» **What you will do**
Rewrite all the rows below in full, but raise every answer point coordinate by 83. Leave the pictures out of your version.

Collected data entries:
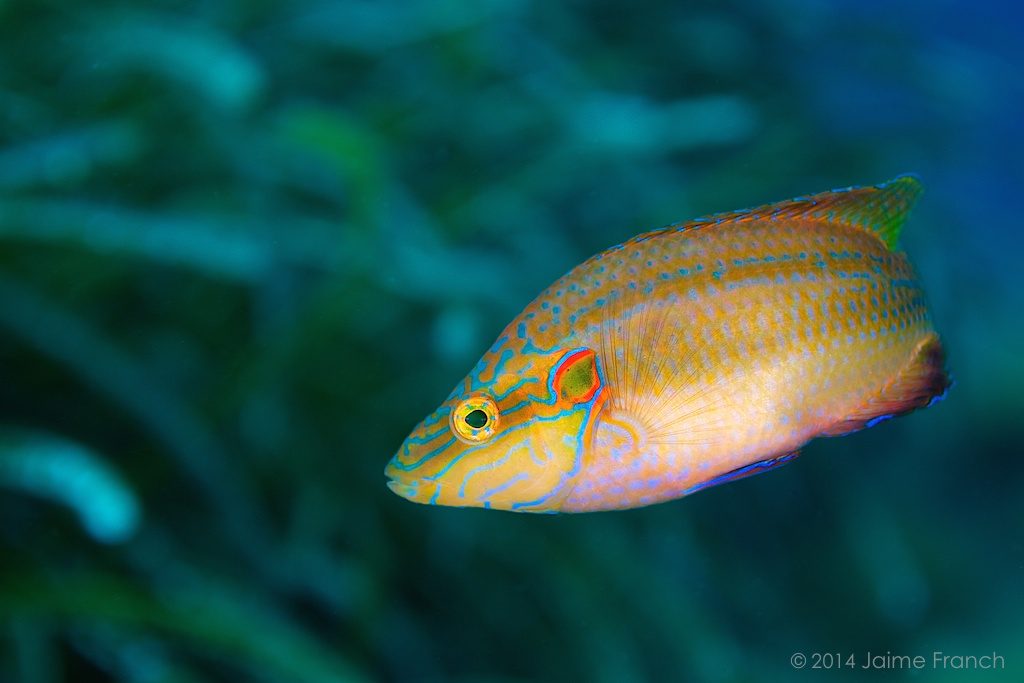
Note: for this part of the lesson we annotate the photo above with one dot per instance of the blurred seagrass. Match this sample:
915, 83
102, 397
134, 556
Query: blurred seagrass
222, 247
245, 635
66, 472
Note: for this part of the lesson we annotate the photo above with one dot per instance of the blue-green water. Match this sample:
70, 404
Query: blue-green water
245, 247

» **Task output**
Note: for this part of the lesson we annotate the photo above with one dot per instance of the blurred seagrass. Match this sample:
915, 83
102, 397
134, 556
Query: blurred seagrass
305, 330
328, 718
149, 555
Note: for this part of the lesson we annotate the photo above with one dot per instance of the blue-green water. Match this sample:
70, 404
Query: blue-green water
328, 330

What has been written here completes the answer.